Pointing dataset records
** start **

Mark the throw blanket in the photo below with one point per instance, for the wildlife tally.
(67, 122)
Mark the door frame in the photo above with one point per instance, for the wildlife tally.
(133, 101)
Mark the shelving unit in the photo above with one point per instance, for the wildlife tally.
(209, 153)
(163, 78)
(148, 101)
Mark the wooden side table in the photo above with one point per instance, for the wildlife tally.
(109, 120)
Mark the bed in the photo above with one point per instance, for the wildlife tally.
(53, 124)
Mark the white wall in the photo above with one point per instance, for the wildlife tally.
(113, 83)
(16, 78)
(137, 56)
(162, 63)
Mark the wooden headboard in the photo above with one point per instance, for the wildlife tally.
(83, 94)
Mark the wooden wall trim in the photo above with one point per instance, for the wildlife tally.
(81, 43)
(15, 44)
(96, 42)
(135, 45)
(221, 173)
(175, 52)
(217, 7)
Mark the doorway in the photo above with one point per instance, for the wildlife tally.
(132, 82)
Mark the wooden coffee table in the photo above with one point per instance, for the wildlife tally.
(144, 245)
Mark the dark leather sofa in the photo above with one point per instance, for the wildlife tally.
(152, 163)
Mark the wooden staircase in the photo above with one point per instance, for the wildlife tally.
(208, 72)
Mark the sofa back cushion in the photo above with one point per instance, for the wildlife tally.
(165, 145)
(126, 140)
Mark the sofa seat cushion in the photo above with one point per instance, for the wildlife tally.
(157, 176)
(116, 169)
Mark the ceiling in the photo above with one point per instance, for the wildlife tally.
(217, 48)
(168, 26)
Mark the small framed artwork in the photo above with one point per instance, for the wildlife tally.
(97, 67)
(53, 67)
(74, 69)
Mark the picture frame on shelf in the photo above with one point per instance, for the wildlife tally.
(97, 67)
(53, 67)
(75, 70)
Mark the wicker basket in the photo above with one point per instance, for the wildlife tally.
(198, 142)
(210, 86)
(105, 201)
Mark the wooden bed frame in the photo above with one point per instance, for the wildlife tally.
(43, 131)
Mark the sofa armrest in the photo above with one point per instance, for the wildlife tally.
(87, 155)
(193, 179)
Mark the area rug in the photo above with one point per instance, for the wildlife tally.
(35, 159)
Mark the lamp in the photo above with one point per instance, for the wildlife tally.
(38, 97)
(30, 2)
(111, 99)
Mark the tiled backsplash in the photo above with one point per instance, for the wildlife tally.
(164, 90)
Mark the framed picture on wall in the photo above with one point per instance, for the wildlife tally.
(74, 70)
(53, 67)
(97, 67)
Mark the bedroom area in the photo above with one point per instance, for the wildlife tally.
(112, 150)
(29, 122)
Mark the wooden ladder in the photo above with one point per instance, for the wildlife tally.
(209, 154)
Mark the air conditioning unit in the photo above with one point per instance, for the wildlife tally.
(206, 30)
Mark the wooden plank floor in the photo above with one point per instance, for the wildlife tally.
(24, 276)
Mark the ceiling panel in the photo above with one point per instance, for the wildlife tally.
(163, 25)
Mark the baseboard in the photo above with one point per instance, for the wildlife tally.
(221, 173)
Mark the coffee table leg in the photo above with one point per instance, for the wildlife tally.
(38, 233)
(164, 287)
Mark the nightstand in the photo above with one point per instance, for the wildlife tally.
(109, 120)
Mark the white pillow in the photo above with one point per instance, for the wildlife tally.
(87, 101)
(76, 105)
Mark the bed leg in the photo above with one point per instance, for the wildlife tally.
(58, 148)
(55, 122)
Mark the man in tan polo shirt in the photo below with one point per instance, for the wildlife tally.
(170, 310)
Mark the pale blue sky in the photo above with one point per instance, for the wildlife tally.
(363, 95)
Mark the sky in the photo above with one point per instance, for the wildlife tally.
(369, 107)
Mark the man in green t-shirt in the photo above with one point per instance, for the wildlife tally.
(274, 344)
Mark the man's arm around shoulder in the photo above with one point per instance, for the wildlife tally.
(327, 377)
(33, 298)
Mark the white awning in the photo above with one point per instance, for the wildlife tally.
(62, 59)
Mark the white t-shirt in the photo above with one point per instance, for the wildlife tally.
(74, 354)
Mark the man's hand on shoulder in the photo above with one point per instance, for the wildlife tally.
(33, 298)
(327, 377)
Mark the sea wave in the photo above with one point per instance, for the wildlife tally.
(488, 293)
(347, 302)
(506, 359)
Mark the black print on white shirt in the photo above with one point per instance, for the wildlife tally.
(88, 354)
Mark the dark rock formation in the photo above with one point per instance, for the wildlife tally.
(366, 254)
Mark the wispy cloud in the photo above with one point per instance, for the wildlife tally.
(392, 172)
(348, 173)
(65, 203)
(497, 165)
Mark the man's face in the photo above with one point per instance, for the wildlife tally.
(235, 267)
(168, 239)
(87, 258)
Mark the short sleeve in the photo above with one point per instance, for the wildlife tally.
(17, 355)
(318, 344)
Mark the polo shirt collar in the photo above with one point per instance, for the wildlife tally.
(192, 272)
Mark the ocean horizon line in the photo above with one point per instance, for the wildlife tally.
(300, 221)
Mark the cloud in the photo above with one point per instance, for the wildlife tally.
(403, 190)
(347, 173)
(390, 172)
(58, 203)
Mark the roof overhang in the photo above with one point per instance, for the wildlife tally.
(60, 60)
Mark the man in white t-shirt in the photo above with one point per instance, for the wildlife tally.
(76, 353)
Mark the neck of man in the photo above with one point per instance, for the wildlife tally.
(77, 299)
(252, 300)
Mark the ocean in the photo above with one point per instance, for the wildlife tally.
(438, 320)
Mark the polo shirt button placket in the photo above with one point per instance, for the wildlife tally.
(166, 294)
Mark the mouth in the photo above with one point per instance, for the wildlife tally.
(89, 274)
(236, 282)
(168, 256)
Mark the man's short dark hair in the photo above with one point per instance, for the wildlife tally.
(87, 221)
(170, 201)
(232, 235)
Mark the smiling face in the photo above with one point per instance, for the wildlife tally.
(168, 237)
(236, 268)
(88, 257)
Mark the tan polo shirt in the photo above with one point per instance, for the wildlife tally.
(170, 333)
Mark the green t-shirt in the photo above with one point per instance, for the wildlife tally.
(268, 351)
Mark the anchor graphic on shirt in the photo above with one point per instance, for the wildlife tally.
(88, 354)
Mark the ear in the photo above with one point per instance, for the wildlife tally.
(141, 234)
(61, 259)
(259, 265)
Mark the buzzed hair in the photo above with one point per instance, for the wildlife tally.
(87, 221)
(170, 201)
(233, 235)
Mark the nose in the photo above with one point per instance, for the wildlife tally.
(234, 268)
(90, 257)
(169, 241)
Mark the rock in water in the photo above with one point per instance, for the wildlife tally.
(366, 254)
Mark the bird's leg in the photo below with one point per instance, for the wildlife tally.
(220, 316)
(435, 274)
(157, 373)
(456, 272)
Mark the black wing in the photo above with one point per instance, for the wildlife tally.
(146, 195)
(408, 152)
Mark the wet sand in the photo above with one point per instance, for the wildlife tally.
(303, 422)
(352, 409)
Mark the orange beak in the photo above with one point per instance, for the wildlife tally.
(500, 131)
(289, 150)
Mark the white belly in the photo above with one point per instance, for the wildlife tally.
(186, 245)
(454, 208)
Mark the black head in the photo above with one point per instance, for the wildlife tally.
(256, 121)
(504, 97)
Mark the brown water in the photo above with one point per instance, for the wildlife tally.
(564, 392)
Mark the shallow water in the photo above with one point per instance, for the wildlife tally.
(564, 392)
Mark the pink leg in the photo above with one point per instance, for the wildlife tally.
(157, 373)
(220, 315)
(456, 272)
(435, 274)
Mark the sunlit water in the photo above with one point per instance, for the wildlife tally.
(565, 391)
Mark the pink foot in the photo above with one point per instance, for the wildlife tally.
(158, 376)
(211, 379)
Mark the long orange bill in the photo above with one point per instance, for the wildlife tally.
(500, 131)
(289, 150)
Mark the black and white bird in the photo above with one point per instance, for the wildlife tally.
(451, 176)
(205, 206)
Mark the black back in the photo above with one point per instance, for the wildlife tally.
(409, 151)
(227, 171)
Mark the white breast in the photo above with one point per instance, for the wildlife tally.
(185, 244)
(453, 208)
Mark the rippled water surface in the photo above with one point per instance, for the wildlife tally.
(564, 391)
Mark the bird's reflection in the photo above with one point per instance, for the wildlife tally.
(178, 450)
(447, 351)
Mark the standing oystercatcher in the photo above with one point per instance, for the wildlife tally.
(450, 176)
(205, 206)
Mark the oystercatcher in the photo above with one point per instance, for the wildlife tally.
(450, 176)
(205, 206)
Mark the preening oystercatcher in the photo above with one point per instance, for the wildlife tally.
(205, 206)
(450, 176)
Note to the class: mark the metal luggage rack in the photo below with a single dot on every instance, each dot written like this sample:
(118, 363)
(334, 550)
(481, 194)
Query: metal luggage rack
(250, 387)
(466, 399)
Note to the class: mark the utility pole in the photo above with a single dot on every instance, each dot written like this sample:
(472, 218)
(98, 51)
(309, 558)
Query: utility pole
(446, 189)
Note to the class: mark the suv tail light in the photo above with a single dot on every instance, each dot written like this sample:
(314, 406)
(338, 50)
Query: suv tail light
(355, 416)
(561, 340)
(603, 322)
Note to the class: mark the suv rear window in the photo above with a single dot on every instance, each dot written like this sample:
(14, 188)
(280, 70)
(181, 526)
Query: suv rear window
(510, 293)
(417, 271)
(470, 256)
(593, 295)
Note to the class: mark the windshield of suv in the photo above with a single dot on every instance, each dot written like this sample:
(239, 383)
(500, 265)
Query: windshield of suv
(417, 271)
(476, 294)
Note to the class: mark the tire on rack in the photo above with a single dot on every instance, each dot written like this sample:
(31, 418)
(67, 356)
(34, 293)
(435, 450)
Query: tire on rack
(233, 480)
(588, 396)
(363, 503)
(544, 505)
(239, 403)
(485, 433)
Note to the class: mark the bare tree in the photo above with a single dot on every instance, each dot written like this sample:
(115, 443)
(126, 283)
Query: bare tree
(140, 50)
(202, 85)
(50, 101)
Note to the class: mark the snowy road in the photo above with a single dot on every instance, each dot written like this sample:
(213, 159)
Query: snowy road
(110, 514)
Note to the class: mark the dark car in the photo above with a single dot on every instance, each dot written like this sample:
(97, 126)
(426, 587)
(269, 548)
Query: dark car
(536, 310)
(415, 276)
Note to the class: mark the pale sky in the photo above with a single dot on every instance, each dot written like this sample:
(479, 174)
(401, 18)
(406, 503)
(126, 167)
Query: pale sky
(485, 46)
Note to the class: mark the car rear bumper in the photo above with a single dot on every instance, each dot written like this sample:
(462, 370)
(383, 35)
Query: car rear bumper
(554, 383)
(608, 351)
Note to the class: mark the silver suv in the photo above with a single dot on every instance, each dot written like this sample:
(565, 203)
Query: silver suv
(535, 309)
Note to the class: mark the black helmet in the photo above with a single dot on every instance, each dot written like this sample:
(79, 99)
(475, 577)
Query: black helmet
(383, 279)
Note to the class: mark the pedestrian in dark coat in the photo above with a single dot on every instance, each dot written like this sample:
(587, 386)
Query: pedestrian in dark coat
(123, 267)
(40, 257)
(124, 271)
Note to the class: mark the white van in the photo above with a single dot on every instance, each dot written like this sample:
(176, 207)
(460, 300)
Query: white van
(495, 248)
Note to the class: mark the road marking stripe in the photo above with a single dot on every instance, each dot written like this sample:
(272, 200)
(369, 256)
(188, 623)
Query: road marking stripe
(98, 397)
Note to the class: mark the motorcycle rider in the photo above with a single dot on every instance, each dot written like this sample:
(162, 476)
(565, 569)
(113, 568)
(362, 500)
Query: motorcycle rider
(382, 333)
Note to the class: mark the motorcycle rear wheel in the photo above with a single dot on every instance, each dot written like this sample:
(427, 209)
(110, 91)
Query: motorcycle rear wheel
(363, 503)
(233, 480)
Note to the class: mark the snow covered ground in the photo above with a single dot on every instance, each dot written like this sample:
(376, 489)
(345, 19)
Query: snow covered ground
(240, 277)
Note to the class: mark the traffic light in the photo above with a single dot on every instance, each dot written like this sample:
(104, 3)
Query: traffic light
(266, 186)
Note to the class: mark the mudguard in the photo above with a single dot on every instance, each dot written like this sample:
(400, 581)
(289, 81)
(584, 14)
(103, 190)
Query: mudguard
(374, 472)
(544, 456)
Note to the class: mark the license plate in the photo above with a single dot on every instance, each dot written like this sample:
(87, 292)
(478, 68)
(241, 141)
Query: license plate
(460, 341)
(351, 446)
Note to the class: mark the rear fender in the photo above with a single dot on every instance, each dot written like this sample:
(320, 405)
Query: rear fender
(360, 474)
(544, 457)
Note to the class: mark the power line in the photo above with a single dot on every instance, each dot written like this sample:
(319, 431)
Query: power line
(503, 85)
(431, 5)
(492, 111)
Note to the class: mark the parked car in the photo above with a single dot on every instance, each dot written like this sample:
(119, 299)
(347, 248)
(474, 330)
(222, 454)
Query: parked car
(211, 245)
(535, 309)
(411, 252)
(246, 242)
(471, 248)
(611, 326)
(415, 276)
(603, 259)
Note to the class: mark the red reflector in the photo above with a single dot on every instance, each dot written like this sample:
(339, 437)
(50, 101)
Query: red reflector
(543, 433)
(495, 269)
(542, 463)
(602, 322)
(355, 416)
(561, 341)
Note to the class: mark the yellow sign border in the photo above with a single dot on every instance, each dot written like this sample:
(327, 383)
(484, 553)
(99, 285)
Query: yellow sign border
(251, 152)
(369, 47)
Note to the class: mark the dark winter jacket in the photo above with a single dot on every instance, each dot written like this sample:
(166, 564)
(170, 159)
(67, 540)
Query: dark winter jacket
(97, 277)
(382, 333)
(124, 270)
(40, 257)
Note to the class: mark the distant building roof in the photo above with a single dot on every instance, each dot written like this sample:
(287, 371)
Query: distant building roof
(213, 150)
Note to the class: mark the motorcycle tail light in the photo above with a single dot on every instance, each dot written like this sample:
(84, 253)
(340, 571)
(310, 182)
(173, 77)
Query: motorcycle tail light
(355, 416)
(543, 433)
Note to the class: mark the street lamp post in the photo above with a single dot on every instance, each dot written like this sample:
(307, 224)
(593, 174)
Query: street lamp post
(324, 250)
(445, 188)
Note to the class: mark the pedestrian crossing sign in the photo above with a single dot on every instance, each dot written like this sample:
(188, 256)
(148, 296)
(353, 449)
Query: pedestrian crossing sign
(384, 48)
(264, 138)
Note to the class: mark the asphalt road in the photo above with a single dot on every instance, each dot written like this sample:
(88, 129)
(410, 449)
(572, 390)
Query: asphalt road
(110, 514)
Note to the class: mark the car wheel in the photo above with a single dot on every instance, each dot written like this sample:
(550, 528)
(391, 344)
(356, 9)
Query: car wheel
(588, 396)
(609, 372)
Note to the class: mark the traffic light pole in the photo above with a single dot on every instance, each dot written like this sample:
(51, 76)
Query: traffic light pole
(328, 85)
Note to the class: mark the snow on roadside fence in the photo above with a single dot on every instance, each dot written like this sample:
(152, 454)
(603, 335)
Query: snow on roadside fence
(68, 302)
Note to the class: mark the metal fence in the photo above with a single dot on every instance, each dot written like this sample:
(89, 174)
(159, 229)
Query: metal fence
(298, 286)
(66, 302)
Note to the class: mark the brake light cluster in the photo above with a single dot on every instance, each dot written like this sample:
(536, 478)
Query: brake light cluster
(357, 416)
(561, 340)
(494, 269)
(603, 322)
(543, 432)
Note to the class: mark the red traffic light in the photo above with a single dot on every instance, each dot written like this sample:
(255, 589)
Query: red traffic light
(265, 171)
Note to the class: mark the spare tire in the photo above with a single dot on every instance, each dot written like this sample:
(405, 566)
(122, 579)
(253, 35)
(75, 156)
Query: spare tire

** end **

» WRITTEN TASK: Your task is to write out the lines from the one with "Note to the class: mark the motorcycle tail" through the end of the records, exactly and with nothing added.

» EXERCISE ANSWER:
Note to the class: mark the motorcycle tail light in the photo above with a single dot on every instance, each dot written like this sample:
(84, 253)
(340, 571)
(310, 182)
(173, 77)
Query: motorcycle tail light
(355, 416)
(543, 433)
Note to the class: mark the street lamp post in the photo above with a single dot on every instance, each dot written like this sample:
(307, 224)
(593, 174)
Query: street lamp post
(324, 250)
(445, 188)
Note to the class: mark the pedestrian crossing sign in the photo above with a single dot on every instance, each dot written like this sample:
(188, 256)
(148, 296)
(353, 449)
Query: pedestrian crossing sign
(384, 48)
(264, 138)
Note to the class: mark the asphalt road in the photo above with a single dot on every instance, each dot written like this sample:
(88, 129)
(410, 449)
(572, 390)
Query: asphalt road
(110, 514)
Note to the class: mark the car wheel in the photo above with a single dot on every instance, each dot written like this sample:
(550, 528)
(391, 344)
(356, 9)
Query: car wheel
(588, 396)
(609, 372)
Note to the class: mark the traffic light pole in the photo above with a single dot on every instance, each dot written like this sample:
(51, 76)
Query: traffic light pole
(328, 85)
Note to the class: mark the snow on roadside fence in the photo above with a single dot on every instance, each dot written like this sample:
(152, 454)
(603, 335)
Query: snow on roadside fence
(68, 302)
Note to the class: mark the metal fence in the photo above with a single dot on every instance, each dot written like this sample:
(89, 174)
(159, 229)
Query: metal fence
(298, 286)
(66, 302)
Note to the class: mark the brake light cluster in the photo above with a single dot on every instance, each dot written like this sample:
(536, 478)
Query: brake light cluster
(357, 416)
(561, 340)
(494, 269)
(603, 322)
(543, 432)
Note to the class: mark the red traffic light in the photo above with a single dot on every instance, each dot written like this sample:
(255, 589)
Query: red traffic light
(265, 171)
Note to the class: mark the spare tire in the photo above with a single dot on every instance, each dot written like this sample:
(405, 566)
(122, 579)
(253, 35)
(75, 156)
Query: spare tire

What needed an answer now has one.